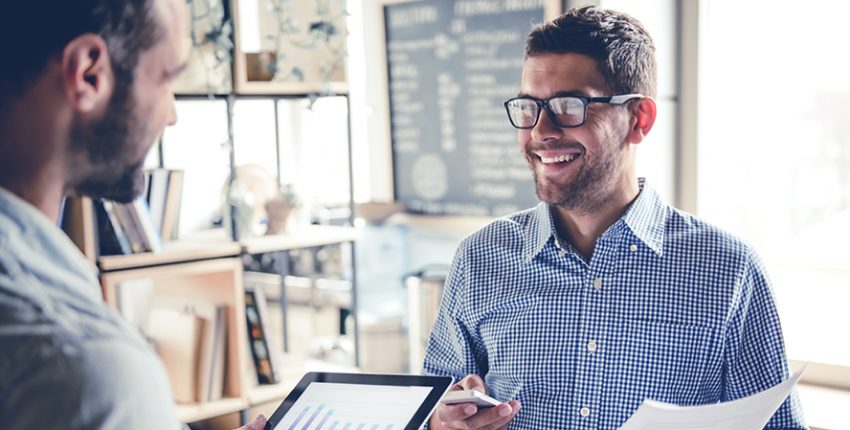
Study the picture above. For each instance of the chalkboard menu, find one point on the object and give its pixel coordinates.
(451, 65)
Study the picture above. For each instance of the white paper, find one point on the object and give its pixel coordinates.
(748, 413)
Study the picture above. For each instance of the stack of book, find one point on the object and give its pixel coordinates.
(192, 343)
(142, 226)
(265, 358)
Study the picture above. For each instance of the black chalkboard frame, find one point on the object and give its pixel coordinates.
(551, 9)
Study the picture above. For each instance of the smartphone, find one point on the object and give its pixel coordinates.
(470, 396)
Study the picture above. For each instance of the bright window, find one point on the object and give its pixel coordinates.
(774, 156)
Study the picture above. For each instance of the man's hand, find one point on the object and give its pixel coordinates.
(258, 424)
(467, 416)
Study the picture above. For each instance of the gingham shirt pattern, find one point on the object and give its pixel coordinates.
(668, 308)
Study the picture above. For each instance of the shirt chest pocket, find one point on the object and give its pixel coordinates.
(530, 338)
(664, 361)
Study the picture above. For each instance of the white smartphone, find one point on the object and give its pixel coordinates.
(470, 396)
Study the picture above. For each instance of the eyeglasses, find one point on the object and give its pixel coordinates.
(563, 111)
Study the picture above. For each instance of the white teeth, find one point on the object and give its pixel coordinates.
(558, 159)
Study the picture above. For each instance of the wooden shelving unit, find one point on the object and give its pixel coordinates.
(306, 237)
(208, 267)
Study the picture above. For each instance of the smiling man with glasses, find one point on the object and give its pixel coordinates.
(575, 311)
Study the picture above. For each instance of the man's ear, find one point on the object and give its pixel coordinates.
(643, 118)
(87, 73)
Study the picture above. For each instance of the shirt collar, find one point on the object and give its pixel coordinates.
(645, 218)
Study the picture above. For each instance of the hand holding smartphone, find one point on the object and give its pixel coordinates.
(470, 396)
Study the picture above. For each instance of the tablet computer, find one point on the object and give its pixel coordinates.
(359, 401)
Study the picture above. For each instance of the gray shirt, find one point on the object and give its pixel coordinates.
(67, 361)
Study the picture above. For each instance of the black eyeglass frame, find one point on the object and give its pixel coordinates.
(544, 105)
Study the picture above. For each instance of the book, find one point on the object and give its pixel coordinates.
(111, 237)
(141, 217)
(171, 211)
(157, 194)
(264, 362)
(211, 365)
(176, 335)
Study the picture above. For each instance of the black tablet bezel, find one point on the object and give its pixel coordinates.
(439, 385)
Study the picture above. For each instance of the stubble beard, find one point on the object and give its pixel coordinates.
(590, 189)
(106, 152)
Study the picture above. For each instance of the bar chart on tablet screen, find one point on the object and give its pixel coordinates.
(333, 406)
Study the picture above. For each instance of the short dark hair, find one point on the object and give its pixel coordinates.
(33, 32)
(621, 46)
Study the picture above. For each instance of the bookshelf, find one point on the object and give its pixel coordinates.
(209, 266)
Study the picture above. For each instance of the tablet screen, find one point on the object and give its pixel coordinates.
(332, 406)
(327, 401)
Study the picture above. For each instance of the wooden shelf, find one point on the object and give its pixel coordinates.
(208, 245)
(201, 411)
(291, 88)
(304, 237)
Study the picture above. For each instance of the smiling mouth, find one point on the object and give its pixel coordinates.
(565, 158)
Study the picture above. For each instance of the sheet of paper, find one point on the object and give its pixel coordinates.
(748, 413)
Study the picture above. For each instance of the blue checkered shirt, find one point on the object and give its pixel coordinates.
(668, 308)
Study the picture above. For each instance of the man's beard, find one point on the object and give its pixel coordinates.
(590, 189)
(107, 149)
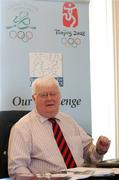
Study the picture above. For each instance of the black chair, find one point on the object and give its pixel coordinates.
(7, 119)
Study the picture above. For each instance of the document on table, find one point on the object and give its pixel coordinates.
(74, 174)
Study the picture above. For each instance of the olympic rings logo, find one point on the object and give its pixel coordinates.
(73, 42)
(24, 36)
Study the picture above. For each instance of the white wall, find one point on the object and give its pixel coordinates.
(102, 72)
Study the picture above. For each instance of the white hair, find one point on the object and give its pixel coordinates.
(44, 81)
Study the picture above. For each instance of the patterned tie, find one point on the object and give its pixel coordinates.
(62, 144)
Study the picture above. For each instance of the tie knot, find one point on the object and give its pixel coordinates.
(52, 120)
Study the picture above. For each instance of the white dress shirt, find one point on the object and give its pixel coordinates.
(33, 149)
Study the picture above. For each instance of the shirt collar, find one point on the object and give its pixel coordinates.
(43, 119)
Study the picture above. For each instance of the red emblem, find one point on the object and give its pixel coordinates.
(70, 15)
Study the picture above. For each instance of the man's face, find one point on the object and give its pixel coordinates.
(47, 101)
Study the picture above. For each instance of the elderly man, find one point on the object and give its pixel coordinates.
(47, 140)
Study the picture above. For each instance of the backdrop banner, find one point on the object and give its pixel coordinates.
(46, 37)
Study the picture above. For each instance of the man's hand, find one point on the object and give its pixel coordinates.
(102, 145)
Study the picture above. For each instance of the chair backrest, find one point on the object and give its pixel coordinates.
(7, 119)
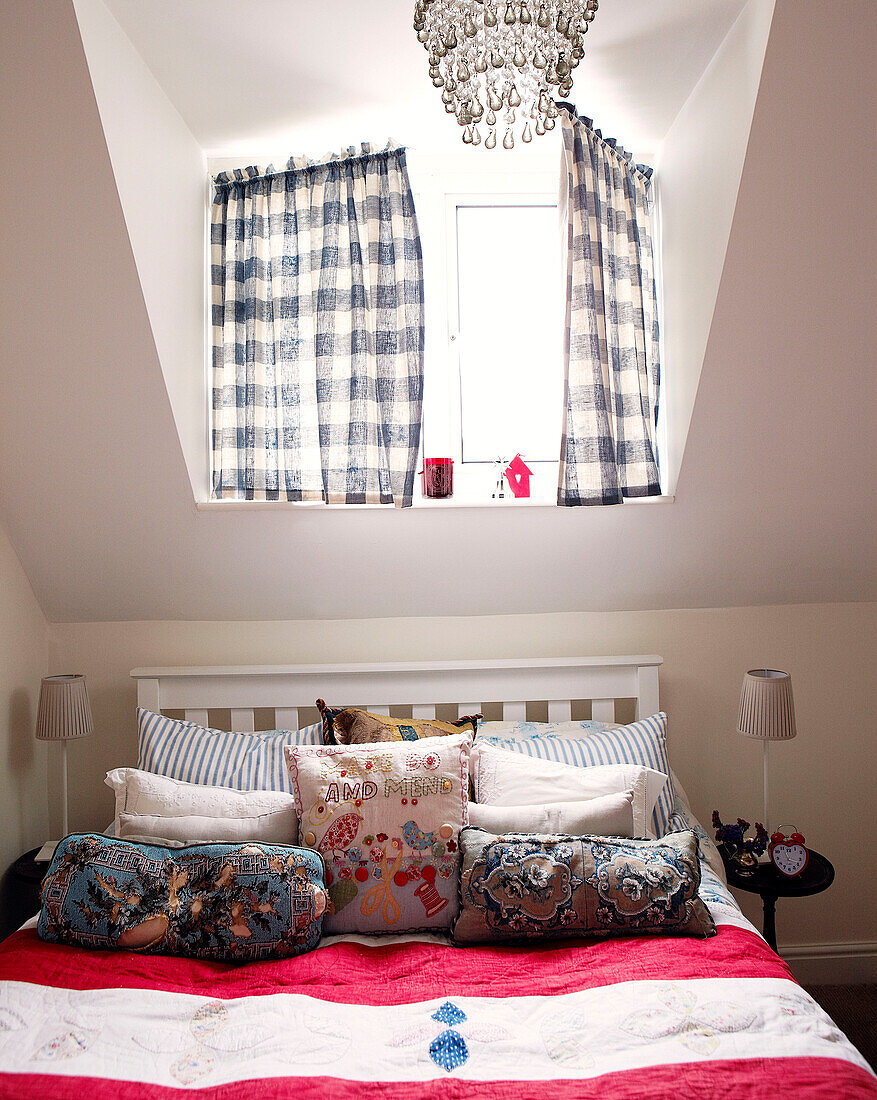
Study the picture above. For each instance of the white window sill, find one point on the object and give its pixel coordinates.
(507, 502)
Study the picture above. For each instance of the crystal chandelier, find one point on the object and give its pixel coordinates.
(500, 62)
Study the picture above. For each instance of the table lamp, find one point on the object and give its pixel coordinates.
(64, 713)
(767, 712)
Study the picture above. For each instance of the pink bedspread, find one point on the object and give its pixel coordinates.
(631, 1018)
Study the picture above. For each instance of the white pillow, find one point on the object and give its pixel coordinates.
(609, 815)
(512, 779)
(161, 809)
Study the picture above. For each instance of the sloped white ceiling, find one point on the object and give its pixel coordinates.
(775, 498)
(304, 76)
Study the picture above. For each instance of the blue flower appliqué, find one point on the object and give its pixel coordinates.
(448, 1048)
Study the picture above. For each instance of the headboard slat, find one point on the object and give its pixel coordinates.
(603, 710)
(242, 719)
(559, 710)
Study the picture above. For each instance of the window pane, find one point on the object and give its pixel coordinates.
(511, 329)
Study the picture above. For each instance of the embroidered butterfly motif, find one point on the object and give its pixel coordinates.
(694, 1024)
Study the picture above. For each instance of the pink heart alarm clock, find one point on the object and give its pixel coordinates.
(788, 854)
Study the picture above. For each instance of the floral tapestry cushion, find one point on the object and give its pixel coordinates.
(353, 726)
(524, 887)
(215, 901)
(386, 818)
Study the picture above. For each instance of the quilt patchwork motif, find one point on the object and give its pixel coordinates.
(521, 886)
(212, 901)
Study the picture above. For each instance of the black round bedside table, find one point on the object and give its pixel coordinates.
(770, 883)
(21, 891)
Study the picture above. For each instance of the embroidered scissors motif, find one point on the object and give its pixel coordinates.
(381, 895)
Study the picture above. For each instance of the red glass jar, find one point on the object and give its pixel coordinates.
(437, 477)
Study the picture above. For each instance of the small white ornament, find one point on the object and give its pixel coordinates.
(788, 854)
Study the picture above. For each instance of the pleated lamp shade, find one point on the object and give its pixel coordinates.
(64, 710)
(766, 705)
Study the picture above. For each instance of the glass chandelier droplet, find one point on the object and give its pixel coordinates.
(489, 57)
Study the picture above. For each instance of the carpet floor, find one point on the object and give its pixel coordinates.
(854, 1010)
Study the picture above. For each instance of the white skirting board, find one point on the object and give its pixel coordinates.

..............................

## Prompt
An exact copy of the entries above is required; pictures are not part of it.

## Exercise result
Study the picture above. For each instance of the chalkboard menu, find one point on the object and give its pixel coordinates.
(451, 65)
Study the picture above. For each instance of the white paper, find one point on the object and give its pixel coordinates.
(748, 413)
Study the picture above. For each instance of the stack of book, find one point on the object and give its pixel coordinates.
(192, 343)
(142, 226)
(265, 358)
Study the picture above. For each instance of the black chalkboard frame, find one point on the object and give its pixel coordinates.
(551, 9)
Study the picture above. For each instance of the smartphone, find one point on the object and give its pixel coordinates.
(470, 396)
Study the picture above. For each instance of the bright window, find one point on the object and give its pixel coordinates.
(774, 156)
Study the picture above. For each instance of the man's hand, find one point on the object and give its pixel coordinates.
(258, 424)
(467, 416)
Study the picture above. For each instance of the gingham shirt pattern, find one point on the object and give its pixel coordinates.
(668, 308)
Study the picture above. For each instance of the shirt chest pocket, find one point on the object and give its pixel coordinates.
(530, 338)
(664, 361)
Study the picture above. For each instance of the white smartphone, find one point on the object and give its pixel coordinates.
(470, 396)
Study the picture above. For each instance of the eyeglasses, find one point on the object and give its pixel coordinates.
(563, 111)
Study the picture above. For each instance of the white teeth, find one point on the object and give its pixel coordinates.
(558, 159)
Study the picture above. For each instance of the wooden shelving unit, find one point on the object and give its pixel coordinates.
(306, 237)
(208, 267)
Study the picture above. For each instance of the smiling man with glasses, find one point on the object and give its pixel coordinates.
(575, 311)
Study the picture above. For each instance of the man's ear, find one point on the object and give its pixel coordinates.
(643, 118)
(87, 73)
Study the picture above. For each instance of the shirt collar, find one point on the object and give its pixel coordinates.
(645, 218)
Study the picture above. For each instance of the hand holding smartphone, find one point on the object and give its pixel coordinates.
(470, 396)
Study the picture above. For each instance of the tablet computer, find one point on the object and give its pixel coordinates.
(359, 401)
Study the picture above. For each instance of the gray shirt, find one point on the object and give its pixel coordinates.
(67, 361)
Study the picture above. For each instance of the black eyeglass frame, find one point on the object and give its pixel coordinates.
(544, 105)
Study the picture above. For each instance of the book, find one point on the object and give its pixel coordinates.
(111, 237)
(141, 217)
(171, 211)
(157, 194)
(264, 362)
(211, 365)
(176, 335)
Study the picture above. For each instance of the black tablet bezel, find one point on the object and give its pixel coordinates.
(439, 385)
Study the picture above. For each instance of the stubble beard, find one point on the object and give its pixel coordinates.
(590, 189)
(106, 152)
Study the picture above. For each instance of the bar chart on tablet screen, find one point on the object and give its pixel coordinates.
(333, 406)
Study the picture above. For each instance of the short dark hair, find one point on the object and give its pixel coordinates.
(33, 32)
(621, 46)
Study the picture above. For each instance of the bookshelf, find one point on the object and give its pixel coordinates.
(209, 266)
Study the picture above. For each instance of the tablet screen, find one point on the object and give its pixel coordinates.
(332, 406)
(327, 401)
Study the picture above. For each instance of the wooden shelf, find one point on the object and give its pixel coordinates.
(208, 245)
(201, 411)
(291, 88)
(304, 237)
Study the picture above. For each instance of the smiling mouth, find one point on the object and give its pixel coordinates.
(565, 158)
Study the picture above. For each instance of the sheet of paper, find one point on the object and give its pixel coordinates.
(748, 413)
Study the picture above. For each instance of the blue checkered shirt, find one point on the object and give its pixel coordinates.
(668, 308)
Study the picture above. For each instance of the man's beard, find one point on the object and give its pixel coordinates.
(590, 189)
(107, 149)
Study the picture above. For each instance of the black chair, find one point on the object and give its pixel coordinates.
(7, 119)
Study the picture above. For each instance of the document on table, find one point on the object and give its pixel coordinates.
(74, 174)
Study the picture above. For each instance of the olympic rings logo, find one point on the object and give its pixel coordinates.
(73, 42)
(24, 36)
Study the picture above. For each instance of the white wall, find one point on the object and give its pixel coordinates.
(102, 72)
Study the picture above. For each instance of the white hair, find one point on the object and give its pixel coordinates.
(44, 81)
Study the picture above. For each instance of the patterned tie, find one point on the object and give its pixel coordinates.
(62, 144)
Study the picture above. For each instance of the tie knot, find one point on the object and give its pixel coordinates.
(52, 120)
Study the picture above. For each instance of the white dress shirt, find one point on the object and give its pixel coordinates.
(33, 149)
Study the picture above. For each instance of the shirt collar, find one point on the object and give its pixel coordinates.
(43, 119)
Study the picture above. For each instance of the red emblem, find one point on the object and give its pixel coordinates.
(70, 15)
Study the picture above. For each instance of the man's face, find one point on the object and give its pixel coordinates.
(47, 101)
Study the picture above. For each instance of the elderly man, find one point on the object and give its pixel coordinates.
(47, 140)
Study the picture above. For each instance of the backdrop banner, find one point on the object and give its pixel coordinates.
(46, 37)
Study the picture above. For each instance of the man's hand, find one point on the object and give its pixel coordinates.
(102, 145)
Study the picture above. For each instance of the chair backrest, find one point on the object and give its pixel coordinates.
(7, 119)
Study the picture above. For each instance of the white window sill, find one point on the object and give its pixel coordinates.
(507, 502)
Study the picture above. For each instance of the crystal chandelier, find one point on the object and give its pixel coordinates.
(500, 62)
Study the picture above. For each instance of the table lamp, find one point on the object and give its pixel coordinates.
(64, 713)
(767, 712)
Study the picture above. For each instance of the pink bedspread, find one point on the object and give its pixel coordinates.
(631, 1018)
Study the picture above. For each instance of the white pillow, find one point on the object and give its pixel coordinates.
(609, 815)
(512, 779)
(161, 809)
Study the picture above. For each instance of the sloped white ceiling, find one point on the object and give its pixel coordinates.
(775, 498)
(304, 76)
Study the picture above. For each instance of the blue flower appliqué, find one point on the object and give its pixel coordinates.
(448, 1048)
Study the picture above. For each instance of the headboard slat, find one point on the object and give its pixel coordinates.
(603, 710)
(242, 719)
(559, 710)
Study the picture above. For each instance of the window pane, find one point on the object and give its pixel coordinates.
(511, 329)
Study the picture above. For each instance of the embroidered butterfly motif, find one point on the object and give its pixel coordinates.
(694, 1024)
Study the picture above. For each instance of the pink heart alarm clock, find one point on the object and give its pixel coordinates.
(788, 854)
Study the picture above. For each instance of the floral tapestry cushion, find one point on the object and give its pixel coordinates.
(353, 726)
(524, 887)
(215, 901)
(386, 818)
Study the picture above. For each instance of the quilt patchwork motif, find one point on the object and give its pixel coordinates.
(521, 886)
(212, 901)
Study the picture above. For each instance of the black round bedside table, find one point on the object and give its pixel coordinates.
(770, 883)
(21, 891)
Study the picture above. For each instance of the embroidered scissors motif, find one point on the object and give its pixel coordinates.
(381, 895)
Study the picture above. For each instance of the red glass jar, find one point on the object and give its pixel coordinates.
(437, 477)
Study the picture above. For each instance of the small white ornament, find one point on the object and give its pixel coordinates.
(788, 854)
Study the picture above. For each instance of the pleated lamp shade, find one point on the object and give its pixel coordinates.
(64, 710)
(766, 705)
Study the picture above. For each instance of the glass chandelier droplet, find one point on the object and give its pixel coordinates.
(489, 57)
Study the picture above. For each instance of the carpet floor, find one point on the object and give its pixel coordinates.
(854, 1010)
Study the picture above. For each instance of the white skirting board, find one point on the object and give its pixel coordinates.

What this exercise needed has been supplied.